Objetivos »
1: Extrae del texto sobre los Balcanes el fragmento que comienza en «La milenaria ciudad» y termina en «eslavos, dorios, aqueos...).».
2: Reescribe como lista el párrafo del texto sobre los Balcanes que empieza por «La milenaria ciudad de Constantinopla», sin perder sus datos principales.
3: Prosigue el texto sobre los Balcanes a partir de su última oración.

Pasaje seleccionado »

|---|

En el sureste de Europa se halla situada la más grande y
abierta de las penínsulas de la ecúmene: la de los Balcanes. En esa zona el
borde entre los ecosistemas áridos del Próximo Oriente y los húmedos europeos
se halla situado más al sur, en la Península de Anatolia, la actual Turquía a
la que nos hemos referido ya varias veces[1].
La milenaria ciudad de Constantinopla-Bizancio-Estambul ha constituido
históricamente el eje desde donde se han desplegado los dos últimos imperios
del Mediterráneo Oriental (el Otomano y el Bizantino). El territorio balcánico
ha sido -para los dos- su área de expansión natural por el norte. Ese espacio
ha sido el lugar donde han combatido ambas formaciones políticas (también los
romanos y, antes que ellos, los macedonios y griegos) con las diferentes
oleadas invasoras del norte (germanos, húngaros, eslavos, dorios, aqueos...).

|---|

Registros proporcionados »
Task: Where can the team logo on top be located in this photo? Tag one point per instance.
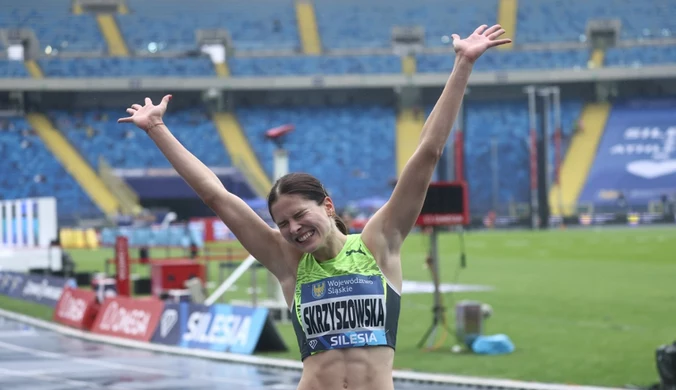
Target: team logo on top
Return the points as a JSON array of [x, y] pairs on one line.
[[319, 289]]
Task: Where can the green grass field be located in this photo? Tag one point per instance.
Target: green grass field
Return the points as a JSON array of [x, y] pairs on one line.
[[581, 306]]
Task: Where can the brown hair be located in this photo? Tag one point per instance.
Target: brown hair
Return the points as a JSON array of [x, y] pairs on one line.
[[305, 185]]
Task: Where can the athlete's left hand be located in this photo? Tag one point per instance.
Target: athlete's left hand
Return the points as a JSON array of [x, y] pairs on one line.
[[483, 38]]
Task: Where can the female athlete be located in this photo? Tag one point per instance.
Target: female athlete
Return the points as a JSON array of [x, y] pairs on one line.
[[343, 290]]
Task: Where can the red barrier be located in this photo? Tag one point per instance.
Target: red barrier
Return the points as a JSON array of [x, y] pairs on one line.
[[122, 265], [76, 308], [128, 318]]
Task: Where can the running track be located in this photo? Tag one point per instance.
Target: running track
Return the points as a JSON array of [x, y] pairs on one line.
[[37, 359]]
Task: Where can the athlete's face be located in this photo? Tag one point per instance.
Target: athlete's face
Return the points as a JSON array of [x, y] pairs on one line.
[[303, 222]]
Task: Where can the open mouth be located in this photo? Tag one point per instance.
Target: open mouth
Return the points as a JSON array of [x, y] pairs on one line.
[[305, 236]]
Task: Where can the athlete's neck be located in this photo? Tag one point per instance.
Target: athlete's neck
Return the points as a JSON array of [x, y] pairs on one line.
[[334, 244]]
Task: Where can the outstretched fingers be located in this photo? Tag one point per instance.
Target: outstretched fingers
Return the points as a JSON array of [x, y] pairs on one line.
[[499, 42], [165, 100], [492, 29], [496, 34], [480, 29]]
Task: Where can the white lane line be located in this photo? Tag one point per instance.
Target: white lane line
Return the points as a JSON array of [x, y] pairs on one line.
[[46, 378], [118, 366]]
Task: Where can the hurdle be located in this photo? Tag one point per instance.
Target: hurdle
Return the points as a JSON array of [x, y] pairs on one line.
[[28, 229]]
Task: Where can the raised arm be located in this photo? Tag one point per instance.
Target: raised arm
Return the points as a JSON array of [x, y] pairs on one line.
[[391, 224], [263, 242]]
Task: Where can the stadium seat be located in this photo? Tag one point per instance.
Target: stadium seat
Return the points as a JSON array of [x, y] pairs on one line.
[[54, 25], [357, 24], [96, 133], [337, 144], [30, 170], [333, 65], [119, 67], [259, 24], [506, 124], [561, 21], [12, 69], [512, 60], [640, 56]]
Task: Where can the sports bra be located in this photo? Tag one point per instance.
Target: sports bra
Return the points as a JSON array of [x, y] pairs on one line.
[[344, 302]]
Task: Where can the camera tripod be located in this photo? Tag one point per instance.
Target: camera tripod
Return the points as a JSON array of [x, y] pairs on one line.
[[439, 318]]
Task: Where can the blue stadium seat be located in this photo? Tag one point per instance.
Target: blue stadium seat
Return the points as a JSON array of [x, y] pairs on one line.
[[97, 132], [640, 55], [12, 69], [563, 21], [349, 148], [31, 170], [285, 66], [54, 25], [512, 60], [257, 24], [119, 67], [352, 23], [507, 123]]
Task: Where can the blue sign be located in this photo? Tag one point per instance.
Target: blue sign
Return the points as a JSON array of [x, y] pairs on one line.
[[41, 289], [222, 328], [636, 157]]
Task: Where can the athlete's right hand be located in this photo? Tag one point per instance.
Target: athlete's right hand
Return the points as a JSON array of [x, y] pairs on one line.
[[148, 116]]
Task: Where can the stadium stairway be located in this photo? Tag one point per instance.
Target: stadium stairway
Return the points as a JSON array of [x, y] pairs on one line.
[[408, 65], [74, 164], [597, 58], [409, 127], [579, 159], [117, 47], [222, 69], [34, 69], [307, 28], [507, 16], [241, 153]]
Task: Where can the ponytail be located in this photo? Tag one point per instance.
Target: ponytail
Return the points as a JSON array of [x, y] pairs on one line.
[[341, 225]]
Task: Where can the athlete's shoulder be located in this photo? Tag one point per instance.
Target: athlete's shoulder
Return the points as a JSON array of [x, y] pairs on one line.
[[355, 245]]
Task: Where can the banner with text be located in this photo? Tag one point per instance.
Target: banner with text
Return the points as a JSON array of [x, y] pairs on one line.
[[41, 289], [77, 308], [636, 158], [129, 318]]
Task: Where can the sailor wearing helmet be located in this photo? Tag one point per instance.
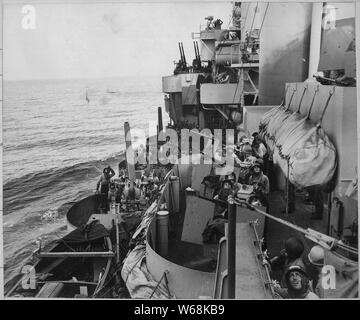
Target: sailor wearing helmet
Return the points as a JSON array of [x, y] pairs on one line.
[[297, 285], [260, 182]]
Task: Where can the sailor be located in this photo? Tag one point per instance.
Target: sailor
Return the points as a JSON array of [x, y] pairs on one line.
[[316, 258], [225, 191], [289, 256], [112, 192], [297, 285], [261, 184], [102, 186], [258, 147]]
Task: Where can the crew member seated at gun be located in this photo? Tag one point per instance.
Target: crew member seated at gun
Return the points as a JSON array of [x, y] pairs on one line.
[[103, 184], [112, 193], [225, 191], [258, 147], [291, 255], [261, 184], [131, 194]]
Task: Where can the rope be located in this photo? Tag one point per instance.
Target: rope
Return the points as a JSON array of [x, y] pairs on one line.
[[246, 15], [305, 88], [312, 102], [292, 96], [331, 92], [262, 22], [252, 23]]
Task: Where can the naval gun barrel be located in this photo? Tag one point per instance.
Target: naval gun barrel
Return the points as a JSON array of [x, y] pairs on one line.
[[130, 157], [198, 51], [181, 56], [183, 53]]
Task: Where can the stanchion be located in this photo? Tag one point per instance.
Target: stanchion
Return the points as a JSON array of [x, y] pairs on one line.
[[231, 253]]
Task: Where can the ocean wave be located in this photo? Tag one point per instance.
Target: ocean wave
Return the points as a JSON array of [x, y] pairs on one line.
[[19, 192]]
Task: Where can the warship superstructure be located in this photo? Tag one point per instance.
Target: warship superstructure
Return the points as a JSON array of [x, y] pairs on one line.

|---|

Respuestas »
1:
La milenaria ciudad de Constantinopla-Bizancio-Estambul ha constituido
históricamente el eje desde donde se han desplegado los dos últimos imperios
del Mediterráneo Oriental (el Otomano y el Bizantino). El territorio balcánico
ha sido -para los dos- su área de expansión natural por el norte. Ese espacio
ha sido el lugar donde han combatido ambas formaciones políticas (también los
romanos y, antes que ellos, los macedonios y griegos) con las diferentes
oleadas invasoras del norte (germanos, húngaros, eslavos, dorios, aqueos...).

2:
- Constantinopla-Bizancio-Estambul ha sido históricamente el eje desde el que se desplegaron los dos últimos imperios del Mediterráneo Oriental: el Otomano y el Bizantino.
- Para ambos, el territorio balcánico fue su área de expansión natural por el norte.
- En ese espacio combatieron ambas formaciones políticas contra las sucesivas oleadas invasoras del norte (germanos, húngaros, eslavos, dorios, aqueos...). También lo hicieron los romanos y, antes que ellos, los macedonios y griegos.

3:
Esta península ha sido, como la Itálica y la Ibérica, un inmenso campo de
batalla, con la diferencia de que en España y -sobre todo- en Italia, el
espacio está mucho mejor acotado y resulta más fácil organizar una sólida línea
de defensa. En los Balcanes, en cambio, hemos visto a veces a las oleadas
invasoras atravesarlos con facilidad de punta a punta en muy poco tiempo (gálatas,
ostrogodos...), perforando todas las líneas defensivas.
Si bien durante las últimas centurias hemos visto a los
diversos grupos étnicos de la región buscar de manera obsesiva la consolidación
de líneas fronterizas que legitimen a los estados “nacionales” que han ido
surgiendo en ella, siguiendo el modelo francés (que ha servido de patrón de
referencia en toda Europa a lo largo de los siglos XIX y XX), el cierre de ese
proceso histórico está lejos de haberse producido. Aquí el nacionalismo europeo
contemporáneo nos ha mostrado su cara más terrible y hemos podido contemplar,
en plena década de los 90 del pasado siglo XX, escenas de limpieza étnica que
creíamos haber superado ya de manera definitiva y que nos ha vuelto a mostrar
cruelmente la recurrencia de los diversos procesos históricos no resueltos que
aún siguen vivos allí.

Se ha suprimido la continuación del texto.